(Rows from a segmentation dataset)
— start —

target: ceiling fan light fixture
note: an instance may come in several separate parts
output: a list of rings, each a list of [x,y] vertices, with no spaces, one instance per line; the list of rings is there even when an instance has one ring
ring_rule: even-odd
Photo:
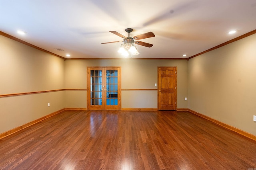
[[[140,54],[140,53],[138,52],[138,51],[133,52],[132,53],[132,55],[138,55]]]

— end —
— start —

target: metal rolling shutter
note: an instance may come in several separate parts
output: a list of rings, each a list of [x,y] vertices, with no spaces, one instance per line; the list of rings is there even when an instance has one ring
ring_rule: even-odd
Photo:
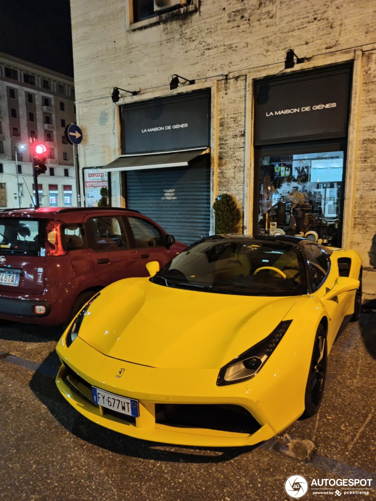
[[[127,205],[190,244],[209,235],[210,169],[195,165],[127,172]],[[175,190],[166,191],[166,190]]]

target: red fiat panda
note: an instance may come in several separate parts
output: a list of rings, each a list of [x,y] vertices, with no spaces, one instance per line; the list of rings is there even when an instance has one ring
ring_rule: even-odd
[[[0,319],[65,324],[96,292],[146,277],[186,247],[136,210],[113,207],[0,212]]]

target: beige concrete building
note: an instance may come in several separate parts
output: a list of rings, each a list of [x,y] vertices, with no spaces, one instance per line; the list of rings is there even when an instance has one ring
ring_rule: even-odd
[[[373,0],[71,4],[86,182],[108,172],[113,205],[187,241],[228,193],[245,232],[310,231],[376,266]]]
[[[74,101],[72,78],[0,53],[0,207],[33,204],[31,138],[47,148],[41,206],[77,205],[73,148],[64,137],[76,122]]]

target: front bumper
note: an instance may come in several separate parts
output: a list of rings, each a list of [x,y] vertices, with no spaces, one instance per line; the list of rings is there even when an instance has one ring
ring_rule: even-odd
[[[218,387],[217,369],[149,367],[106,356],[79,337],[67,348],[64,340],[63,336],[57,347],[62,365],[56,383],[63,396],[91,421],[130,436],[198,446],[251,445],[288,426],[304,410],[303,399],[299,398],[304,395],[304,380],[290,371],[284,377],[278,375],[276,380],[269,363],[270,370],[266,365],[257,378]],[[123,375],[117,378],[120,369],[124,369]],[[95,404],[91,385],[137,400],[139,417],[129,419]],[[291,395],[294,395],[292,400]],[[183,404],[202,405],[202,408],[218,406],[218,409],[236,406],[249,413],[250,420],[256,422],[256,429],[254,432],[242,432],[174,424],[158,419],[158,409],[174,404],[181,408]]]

— end —

Please list each line of the records above that contains the string "target".

target: ceiling fan light fixture
target: metal rolling shutter
target: red fiat panda
target: beige concrete building
target: front bumper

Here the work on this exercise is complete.